Reproduce only the lines from the one containing "the yellow kayak." through the last line below, inclusive. In them, swap "building" for "structure" and keep everything else unchanged.

## RECORD SET
----
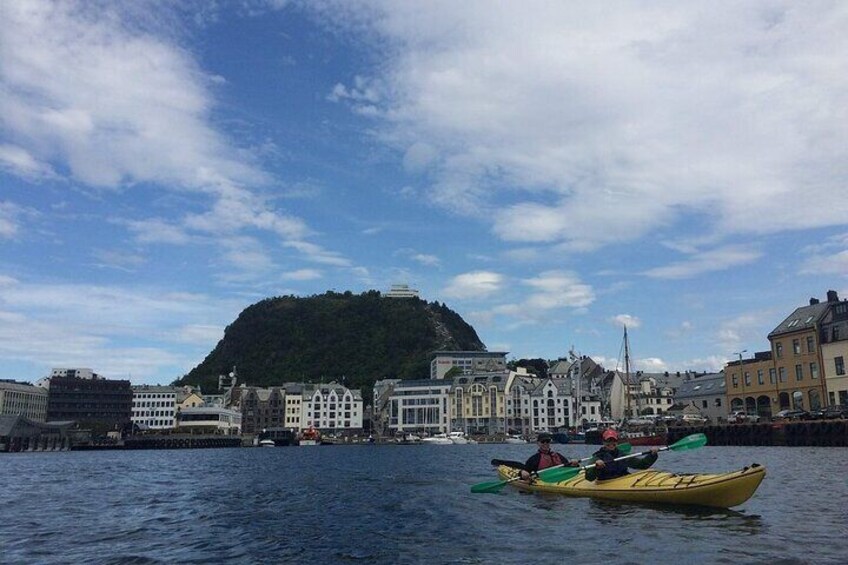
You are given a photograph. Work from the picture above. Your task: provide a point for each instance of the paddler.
(545, 457)
(605, 468)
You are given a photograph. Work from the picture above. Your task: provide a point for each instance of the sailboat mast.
(627, 411)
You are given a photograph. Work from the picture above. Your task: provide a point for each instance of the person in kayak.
(545, 457)
(605, 468)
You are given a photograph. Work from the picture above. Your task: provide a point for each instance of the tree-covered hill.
(361, 338)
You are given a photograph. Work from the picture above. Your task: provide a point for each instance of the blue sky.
(550, 171)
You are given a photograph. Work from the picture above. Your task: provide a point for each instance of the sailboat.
(633, 432)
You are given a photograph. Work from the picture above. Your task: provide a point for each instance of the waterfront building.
(23, 399)
(478, 402)
(401, 291)
(420, 406)
(467, 361)
(834, 343)
(96, 403)
(706, 391)
(262, 408)
(189, 397)
(154, 407)
(332, 407)
(209, 420)
(642, 394)
(792, 374)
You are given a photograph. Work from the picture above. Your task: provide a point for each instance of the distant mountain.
(361, 338)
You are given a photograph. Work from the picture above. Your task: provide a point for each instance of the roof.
(711, 384)
(802, 318)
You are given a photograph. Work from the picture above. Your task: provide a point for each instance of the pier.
(821, 433)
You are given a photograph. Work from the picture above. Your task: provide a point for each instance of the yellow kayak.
(722, 490)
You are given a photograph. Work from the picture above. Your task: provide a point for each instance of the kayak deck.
(721, 490)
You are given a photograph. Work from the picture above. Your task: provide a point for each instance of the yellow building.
(791, 375)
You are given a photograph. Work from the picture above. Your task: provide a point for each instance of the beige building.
(793, 375)
(22, 399)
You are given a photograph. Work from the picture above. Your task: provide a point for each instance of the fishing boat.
(458, 438)
(437, 439)
(309, 436)
(722, 490)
----
## THE COMPLETED TASK
You are given a photograph. Work from the picture above. Your task: provide a point for each instance of the yellow kayak.
(722, 490)
You are given a photograph. Work from the picture above. Your task: provide a point for each instance of the kayak deck.
(721, 490)
You are given a photograph. Work from the picture above. Your task: provide a point for each instance of the yellow structure.
(791, 375)
You are given a photograph. Work from the picture above. Your task: provide a point for each instance of the beige structure.
(793, 375)
(22, 399)
You are given a photograph. Work from the picture above. Your task: provide a point for each instance of the fishing boat.
(458, 438)
(437, 439)
(309, 436)
(722, 490)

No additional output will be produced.